Extracted data

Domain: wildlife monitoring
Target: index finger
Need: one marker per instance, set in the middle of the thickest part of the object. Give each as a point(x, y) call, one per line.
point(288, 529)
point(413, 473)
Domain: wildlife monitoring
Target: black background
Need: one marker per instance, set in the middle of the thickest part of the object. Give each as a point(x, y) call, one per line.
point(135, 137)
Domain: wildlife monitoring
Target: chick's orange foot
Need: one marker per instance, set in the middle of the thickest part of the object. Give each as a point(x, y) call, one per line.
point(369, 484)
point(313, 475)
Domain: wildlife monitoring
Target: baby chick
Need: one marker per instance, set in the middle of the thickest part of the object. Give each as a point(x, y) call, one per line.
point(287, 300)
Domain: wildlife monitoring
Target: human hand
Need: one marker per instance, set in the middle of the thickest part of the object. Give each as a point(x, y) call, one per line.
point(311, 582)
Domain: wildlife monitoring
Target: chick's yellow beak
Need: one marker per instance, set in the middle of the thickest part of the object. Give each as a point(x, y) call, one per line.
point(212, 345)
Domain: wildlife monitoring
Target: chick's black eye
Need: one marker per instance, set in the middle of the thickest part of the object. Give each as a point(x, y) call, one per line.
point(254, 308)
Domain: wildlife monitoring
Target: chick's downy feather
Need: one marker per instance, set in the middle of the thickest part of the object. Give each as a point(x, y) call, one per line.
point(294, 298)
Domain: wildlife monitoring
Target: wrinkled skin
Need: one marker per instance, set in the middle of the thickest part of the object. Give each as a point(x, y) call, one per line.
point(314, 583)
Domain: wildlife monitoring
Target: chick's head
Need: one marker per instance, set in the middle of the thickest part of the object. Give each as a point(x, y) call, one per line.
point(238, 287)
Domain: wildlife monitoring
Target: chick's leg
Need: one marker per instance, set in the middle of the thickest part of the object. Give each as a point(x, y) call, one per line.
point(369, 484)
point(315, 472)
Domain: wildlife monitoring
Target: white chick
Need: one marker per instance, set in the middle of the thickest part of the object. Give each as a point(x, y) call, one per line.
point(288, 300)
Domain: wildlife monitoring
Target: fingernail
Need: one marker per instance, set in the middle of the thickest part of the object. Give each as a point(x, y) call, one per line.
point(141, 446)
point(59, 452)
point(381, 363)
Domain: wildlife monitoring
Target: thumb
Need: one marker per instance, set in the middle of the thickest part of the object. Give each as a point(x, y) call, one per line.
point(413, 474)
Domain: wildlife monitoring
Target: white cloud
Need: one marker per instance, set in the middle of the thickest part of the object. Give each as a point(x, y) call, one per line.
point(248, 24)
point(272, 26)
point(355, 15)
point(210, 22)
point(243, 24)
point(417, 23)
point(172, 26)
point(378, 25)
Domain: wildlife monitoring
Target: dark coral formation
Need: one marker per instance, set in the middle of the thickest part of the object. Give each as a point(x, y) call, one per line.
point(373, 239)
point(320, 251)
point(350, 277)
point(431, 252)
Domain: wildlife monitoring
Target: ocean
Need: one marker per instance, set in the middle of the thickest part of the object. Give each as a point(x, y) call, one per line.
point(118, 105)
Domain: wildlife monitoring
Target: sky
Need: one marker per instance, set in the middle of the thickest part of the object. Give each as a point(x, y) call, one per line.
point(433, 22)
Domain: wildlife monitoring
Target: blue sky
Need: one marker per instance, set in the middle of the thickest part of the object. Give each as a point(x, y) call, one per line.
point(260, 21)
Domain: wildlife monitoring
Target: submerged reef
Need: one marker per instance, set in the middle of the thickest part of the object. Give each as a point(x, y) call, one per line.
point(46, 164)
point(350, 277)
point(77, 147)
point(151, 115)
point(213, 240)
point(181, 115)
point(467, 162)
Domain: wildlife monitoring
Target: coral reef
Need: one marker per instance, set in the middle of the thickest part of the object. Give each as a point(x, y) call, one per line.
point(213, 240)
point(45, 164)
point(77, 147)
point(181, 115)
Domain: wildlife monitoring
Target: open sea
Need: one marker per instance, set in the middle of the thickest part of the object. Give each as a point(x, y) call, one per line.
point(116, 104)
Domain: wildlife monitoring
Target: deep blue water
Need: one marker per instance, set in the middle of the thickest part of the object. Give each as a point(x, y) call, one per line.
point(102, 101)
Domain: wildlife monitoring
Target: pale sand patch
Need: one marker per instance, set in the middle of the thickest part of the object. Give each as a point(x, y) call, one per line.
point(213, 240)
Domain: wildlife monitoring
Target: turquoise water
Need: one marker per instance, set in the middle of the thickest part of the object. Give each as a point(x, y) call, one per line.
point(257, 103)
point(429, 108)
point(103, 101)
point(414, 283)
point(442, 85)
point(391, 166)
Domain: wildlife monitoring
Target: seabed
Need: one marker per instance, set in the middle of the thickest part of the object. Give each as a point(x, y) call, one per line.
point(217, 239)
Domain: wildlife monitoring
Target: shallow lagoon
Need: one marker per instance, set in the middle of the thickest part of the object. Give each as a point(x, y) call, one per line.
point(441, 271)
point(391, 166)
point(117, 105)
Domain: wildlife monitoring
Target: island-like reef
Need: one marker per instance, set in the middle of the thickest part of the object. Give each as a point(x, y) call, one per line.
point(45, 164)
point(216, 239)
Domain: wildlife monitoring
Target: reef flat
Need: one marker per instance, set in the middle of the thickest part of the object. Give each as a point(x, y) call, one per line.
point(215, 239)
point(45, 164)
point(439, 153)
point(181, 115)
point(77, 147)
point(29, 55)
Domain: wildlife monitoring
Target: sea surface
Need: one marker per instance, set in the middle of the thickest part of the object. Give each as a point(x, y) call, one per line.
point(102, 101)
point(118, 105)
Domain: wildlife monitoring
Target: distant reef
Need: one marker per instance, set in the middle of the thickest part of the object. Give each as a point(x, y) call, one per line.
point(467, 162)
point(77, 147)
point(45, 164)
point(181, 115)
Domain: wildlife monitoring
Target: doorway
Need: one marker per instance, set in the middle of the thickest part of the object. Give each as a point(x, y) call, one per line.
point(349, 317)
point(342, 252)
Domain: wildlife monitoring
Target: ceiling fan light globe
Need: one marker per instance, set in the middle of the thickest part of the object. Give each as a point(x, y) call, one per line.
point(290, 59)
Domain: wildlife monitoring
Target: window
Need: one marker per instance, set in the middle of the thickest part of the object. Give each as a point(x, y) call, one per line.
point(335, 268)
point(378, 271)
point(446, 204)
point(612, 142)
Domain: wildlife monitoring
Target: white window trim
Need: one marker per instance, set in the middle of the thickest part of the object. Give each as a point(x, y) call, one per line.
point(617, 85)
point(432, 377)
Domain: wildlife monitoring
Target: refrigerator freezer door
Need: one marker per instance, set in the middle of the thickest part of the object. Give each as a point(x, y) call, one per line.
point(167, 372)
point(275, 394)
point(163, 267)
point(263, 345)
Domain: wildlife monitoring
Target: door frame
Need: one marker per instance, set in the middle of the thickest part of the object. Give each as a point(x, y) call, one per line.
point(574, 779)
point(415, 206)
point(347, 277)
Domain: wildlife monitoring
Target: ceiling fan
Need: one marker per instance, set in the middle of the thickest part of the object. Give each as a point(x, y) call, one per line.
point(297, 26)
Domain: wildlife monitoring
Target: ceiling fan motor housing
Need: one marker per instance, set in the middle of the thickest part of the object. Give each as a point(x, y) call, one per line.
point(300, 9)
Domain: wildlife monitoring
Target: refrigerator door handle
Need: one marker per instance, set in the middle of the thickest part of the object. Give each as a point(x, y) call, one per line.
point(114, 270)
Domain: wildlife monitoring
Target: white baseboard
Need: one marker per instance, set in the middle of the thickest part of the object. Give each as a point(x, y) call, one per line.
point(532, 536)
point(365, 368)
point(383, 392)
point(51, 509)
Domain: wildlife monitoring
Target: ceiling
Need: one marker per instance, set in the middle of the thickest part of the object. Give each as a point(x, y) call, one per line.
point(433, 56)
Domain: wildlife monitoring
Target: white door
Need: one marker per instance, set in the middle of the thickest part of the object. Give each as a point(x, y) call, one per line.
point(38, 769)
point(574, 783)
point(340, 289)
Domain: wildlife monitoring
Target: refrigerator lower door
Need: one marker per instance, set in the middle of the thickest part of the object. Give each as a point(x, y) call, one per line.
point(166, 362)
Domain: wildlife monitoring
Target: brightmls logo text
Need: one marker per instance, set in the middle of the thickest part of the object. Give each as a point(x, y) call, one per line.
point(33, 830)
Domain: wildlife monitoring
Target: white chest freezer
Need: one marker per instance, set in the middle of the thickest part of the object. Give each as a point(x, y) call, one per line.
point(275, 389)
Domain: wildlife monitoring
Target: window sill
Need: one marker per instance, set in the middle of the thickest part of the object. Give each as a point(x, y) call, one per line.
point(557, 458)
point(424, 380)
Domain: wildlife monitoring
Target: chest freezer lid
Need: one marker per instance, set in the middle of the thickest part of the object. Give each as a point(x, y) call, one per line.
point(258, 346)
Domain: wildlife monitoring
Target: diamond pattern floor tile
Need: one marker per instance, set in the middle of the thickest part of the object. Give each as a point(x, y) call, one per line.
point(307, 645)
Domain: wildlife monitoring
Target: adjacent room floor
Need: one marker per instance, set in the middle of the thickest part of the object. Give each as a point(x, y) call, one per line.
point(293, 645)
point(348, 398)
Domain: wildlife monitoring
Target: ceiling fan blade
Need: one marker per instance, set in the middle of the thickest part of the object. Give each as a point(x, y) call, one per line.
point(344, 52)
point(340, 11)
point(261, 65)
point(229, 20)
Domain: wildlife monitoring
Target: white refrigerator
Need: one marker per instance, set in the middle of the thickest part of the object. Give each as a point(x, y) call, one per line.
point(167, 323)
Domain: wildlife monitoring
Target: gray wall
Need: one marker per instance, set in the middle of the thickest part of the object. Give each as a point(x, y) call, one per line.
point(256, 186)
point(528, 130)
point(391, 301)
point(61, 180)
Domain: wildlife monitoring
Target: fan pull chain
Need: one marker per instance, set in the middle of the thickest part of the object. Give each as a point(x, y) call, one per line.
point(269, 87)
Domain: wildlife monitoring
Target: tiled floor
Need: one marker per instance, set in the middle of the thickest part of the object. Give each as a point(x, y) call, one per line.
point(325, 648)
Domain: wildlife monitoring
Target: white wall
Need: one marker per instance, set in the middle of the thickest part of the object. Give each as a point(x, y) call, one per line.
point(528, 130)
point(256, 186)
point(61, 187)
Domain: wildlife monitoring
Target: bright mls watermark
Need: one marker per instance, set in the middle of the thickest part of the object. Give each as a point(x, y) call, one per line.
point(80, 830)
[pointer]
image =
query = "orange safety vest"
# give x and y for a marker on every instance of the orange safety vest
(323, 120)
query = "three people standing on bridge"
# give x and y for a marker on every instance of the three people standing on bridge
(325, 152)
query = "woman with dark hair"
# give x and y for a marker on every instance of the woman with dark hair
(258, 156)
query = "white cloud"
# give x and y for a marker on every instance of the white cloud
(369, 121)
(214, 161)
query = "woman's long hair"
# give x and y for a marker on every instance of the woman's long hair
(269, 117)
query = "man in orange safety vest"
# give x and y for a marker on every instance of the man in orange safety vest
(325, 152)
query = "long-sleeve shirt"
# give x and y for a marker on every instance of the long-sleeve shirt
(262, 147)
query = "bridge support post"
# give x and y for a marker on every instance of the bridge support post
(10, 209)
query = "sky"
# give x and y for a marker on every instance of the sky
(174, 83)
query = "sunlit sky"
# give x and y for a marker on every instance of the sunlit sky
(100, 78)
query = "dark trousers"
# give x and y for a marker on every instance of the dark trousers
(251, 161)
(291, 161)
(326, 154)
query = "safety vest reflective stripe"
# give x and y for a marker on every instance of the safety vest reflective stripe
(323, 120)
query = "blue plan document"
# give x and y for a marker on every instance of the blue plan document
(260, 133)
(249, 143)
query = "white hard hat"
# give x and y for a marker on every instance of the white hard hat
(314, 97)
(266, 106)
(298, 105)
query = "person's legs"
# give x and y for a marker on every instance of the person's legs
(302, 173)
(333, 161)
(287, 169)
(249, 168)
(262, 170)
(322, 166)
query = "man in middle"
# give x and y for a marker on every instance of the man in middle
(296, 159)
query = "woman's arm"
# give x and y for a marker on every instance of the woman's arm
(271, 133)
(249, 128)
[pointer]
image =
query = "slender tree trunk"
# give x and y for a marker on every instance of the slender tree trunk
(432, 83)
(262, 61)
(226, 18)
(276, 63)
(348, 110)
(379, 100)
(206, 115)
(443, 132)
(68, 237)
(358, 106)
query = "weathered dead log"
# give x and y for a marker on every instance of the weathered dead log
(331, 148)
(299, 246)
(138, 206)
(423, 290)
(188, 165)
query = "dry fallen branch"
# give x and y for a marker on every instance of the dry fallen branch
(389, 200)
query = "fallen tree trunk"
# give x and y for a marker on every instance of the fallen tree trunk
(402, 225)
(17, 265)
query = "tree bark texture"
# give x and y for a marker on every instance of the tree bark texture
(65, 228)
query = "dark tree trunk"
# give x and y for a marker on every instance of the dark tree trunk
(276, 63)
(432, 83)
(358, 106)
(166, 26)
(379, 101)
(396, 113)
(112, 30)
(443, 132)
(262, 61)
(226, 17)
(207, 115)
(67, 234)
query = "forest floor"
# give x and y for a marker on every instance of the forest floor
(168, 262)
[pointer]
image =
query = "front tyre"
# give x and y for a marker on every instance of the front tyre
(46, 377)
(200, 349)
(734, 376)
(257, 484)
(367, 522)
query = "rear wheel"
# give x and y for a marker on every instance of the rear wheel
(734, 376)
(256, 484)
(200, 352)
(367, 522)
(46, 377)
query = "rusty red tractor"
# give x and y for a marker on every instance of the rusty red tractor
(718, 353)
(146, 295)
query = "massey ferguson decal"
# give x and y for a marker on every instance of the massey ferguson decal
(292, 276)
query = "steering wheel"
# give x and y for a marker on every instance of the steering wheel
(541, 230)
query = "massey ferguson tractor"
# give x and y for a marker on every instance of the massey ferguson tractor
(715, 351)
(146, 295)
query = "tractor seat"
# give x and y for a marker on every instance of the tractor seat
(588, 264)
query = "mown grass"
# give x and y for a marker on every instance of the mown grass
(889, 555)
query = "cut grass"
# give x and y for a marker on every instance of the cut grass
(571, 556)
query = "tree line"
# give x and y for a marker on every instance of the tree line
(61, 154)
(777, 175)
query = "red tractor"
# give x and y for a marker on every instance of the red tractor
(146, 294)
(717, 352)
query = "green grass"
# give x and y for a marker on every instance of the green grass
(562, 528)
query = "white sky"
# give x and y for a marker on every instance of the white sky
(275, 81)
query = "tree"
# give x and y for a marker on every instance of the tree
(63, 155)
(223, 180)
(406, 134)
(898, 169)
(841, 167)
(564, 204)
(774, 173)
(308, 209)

How to complete this task
Copy out, from the listing above, every line that contains the string "chick".

Answer to this task
Target: chick's orange foot
Target: baby chick
Target: chick's yellow beak
Target: chick's black eye
Target: chick's downy feather
Target: chick's head
Target: chick's leg
Target: white chick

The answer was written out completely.